DOCUMENT TEXT
>>>

I learned creative cooking from my mother.  Or maybe I should say, I often observed my mother cooking creatively.  I don’t think it is something that can be taught; one has to have a natural ability to be able to do so.  There are some people who should just follow a recipe and be done with it.

My high school home economics teacher showed our class how to make homemade pizza.  For the crust, she used a boxed hot roll mix.  I wanted to try it at home, but we didn’t have a hot roll mix.  Undiscouraged, I found a recipe for rolls in a cookbook and used it instead.  We had no mozzarella cheese, either, so I sprinkled Parmesan over the toppings.  It wasn’t the same as what I had in class; my family enjoyed it anyway.

Bob, my late husband, used to tell others, “My wife takes a recipe and departs therefrom.”  He sometimes questioned why I couldn’t seem to leave well enough alone.  The ingredient list and amounts seemed fine to him; however, I often had other ideas: a little less of this, more of that, omit this all together, and add that.  It seems like my instincts are quite often correct, as the times he talked me into making a recipe as written often left us wishing I had followed my own impulses.

I will confess that there have been times my trial-and-error cooking methods have ended up to be just that.  They were a trial to eat (like humble pie), and I had to admit the errors I committed.  Sometimes it was a failure to read the recipe ingredients correctly or getting the step-by-step directions out of order.  But for the most part, I manage to have good results.

Some years after I was married, my mother came up with an idea she called a “pleazza” (short for “pleasing pizza”).  First, she patted out the pizza dough on a rimmed cookie sheet.  Then she spread tomato sauce and toppings on one side; butter, cinnamon, and sugar went on the other side.  “It’s dinner and dessert all on one pan,” she declared.  The only time I observed her make this concoction, her topping of the day was oysters.  Bob and I made an excuse to leave before dinner was ready since neither of us wanted to sample what looked like a culinary disaster.

All this talk about pizza was inspired by the knowledge that October is National Pizza Month.  The recipes include a dessert pizza, but it is baked separately from the main dish variety!

 

Hawaiian French Bread Pizza

1 large loaf French bread

3/4 cup pizza sauce

1 (20-ounce) can pineapple tidbits, drained

4 cups Mozzarella cheese, divided

1-1/2 cups ham, diced (or may use sliced ham cut into 1/2-inch strips)

Cinnamon

Preheat oven to 400 degrees.

Cut the French bread into three equal sized pieces. Then cut those pieces in half lengthwise forming 6 total pieces.

Place the bread crust side down on a large baking sheet. Place in oven for about 5 minutes until bread just begins to toast.

<<<

EXERCISE INSTRUCTIONS
1. In the column about creative cooking, what was the mother's topping of the day the only time the writer saw her make her "pleazza"?
2. Rewrite the pizza column from "1-1/2 cups ham, diced" through "6 total pieces.", swapping "400 degrees" for "425 degrees".
3. Pick up the pizza column after its final sentence and carry on the recipe.

Records from a collection
>>>

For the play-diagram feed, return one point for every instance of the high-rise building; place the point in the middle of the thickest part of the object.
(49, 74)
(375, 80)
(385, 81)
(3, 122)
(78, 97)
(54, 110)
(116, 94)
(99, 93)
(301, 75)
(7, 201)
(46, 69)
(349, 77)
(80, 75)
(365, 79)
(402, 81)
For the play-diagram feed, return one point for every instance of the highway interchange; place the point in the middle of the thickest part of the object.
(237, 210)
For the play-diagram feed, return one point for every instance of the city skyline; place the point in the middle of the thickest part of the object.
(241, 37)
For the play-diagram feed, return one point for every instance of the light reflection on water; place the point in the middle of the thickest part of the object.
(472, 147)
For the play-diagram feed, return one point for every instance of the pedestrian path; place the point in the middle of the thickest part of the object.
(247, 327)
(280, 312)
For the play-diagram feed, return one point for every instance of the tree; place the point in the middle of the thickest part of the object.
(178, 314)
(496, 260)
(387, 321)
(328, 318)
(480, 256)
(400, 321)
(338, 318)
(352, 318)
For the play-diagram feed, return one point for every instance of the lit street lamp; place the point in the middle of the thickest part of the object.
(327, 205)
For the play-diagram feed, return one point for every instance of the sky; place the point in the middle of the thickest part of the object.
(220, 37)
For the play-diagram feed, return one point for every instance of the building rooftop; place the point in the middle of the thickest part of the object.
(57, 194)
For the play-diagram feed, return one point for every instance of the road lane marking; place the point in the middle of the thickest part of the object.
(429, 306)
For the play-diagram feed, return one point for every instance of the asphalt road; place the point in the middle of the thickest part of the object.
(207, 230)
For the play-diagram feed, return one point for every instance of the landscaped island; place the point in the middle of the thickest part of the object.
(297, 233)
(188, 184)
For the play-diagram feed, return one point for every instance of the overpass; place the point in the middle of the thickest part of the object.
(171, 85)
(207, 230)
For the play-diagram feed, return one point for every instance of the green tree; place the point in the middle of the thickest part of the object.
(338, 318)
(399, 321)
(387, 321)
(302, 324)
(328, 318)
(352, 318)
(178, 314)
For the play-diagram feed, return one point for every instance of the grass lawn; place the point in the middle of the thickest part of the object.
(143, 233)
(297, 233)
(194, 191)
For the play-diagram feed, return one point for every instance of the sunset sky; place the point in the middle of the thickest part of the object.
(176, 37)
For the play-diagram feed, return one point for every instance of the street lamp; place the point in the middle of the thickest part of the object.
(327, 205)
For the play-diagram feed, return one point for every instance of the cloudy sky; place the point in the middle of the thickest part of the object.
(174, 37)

<<<

IN RESPONSE
1. Oysters.

2.
1-1/2 cups ham, diced (or may use sliced ham cut into 1/2-inch strips)

Cinnamon

Preheat oven to 425 degrees.

Cut the French bread into three equal sized pieces. Then cut those pieces in half lengthwise forming 6 total pieces.

3.
Remove bread from oven and spread 1 or 2 tablespoons of pizza sauce on each piece. Top with 1/2 cup Mozzarella cheese, 1/4 cup pineapple tidbits, and 1/4 cup diced ham. Lightly sprinkle the tops of each pizza with cinnamon and top off with 2 tablespoons cheese.

Place back in oven for 10–12 minutes until cheese is melted and bubbly.  Makes 6 servings.

 

Spaghetti Pizza

2 eggs, slightly beaten

1/2 cup milk

1 cup mozzarella cheese

1/4 teaspoon garlic powder

1/2 teaspoon salt

1 teaspoon Italian seasoning

1 pound spaghetti, cooked and drained

1 (32-ounce) jar spaghetti sauce

1 pound ground beef, browned and drained

1-1/2 teaspoons oregano

2 to 4 cups mozzarella cheese

1 package pepperoni (optional)

Combine first 7 ingredients; blend well.  Spread into greased pan (10-1/2-by-16-inch or 13-by-9-inch).  Bake at 350 degrees for 15 minutes.  Mix spaghetti sauce, hamburger, and oregano; spread over top of spaghetti.  Sprinkle cheese and pepperoni over all.  Bake 30 minutes at 350 degrees.  Cool 5 minutes, then slice and serve.

 

Cornbread Pizza

2-1/4 teaspoons yeast ( 1 package)

2 cups self-rising cornmeal mix (white or yellow)

2 cups bread flour

1 teaspoon salt

2 teaspoons sugar

1 tablespoon olive oil

1-1/2 cups water

Measure ingredients into bread machine in the order recommended by manufacturer.  Select “dough” setting.  After dough cycle is completed, dough may be used immediately or wrapped in plastic wrap and refrigerated for up to 24 hours.

(If dough has been refrigerated, allow dough to sit at room temperature 30 minutes.)

Lightly grease pizza pan or baking sheet with olive oil.  Roll dough to fit pan or press dough into pan to make 2 (12-inch) thin crusts or one (16-inch) thick crust pizza.

Preheat oven to 425 degrees.  Let dough rise in warm place while preparing and preheating the oven, (at least 15 minutes).  Top with desired ingredients.  Bake 30 minutes or until golden brown, (longer for thicker crust and less for thinner crusts).

Topping suggestion:

Taco Pizza

Shape dough into 2 (12-inch) crusts.  Cover and allow dough to sit in warm place.  Brown 1-1/2 pounds ground beef; mix in taco seasoning according to directions on package.  Spread crust with taco sauce and 1/2 of meat mixture.  Repeat with second crust.  Bake until crust is golden brown.  Remove from oven; sprinkle on 1 cup of cheddar cheese and various other toppings such as diced tomatoes, onions, peppers, black olives, jalapenos, black beans, sour cream, and salsa.

 

Cherry Cheese Pizza

1 cup all-purpose flour

1/8 teaspoon baking powder

1/4 cup cold butter

2 tablespoons shortening

3 to 4 tablespoons water

1 package (8 ounces) cream cheese, softened

1/2 cup sugar

2 eggs

1 teaspoon vanilla extract

1/3 cup chopped pecans

Topping:

4 cups fresh or frozen pitted tart cherries or 2 (15-ounce) cans tart cherries

1/2 cup sugar

3 tablespoons cornstarch

2 tablespoon butter

1/8 teaspoon almond extract

6 to 8 drops red food coloring

Whipped cream

In large bowl, combine flour and baking powder; cut in butter and

shortening until mixture resembles coarse crumbs. Gradually add

water, tossing with fork until dough forms a ball.

Roll out into a 14-inch circle. Place on ungreased 12-inch pizza

pan.  Flute edges to form rim; prick bottom of crust. Bake at

350 degrees for 15 minutes.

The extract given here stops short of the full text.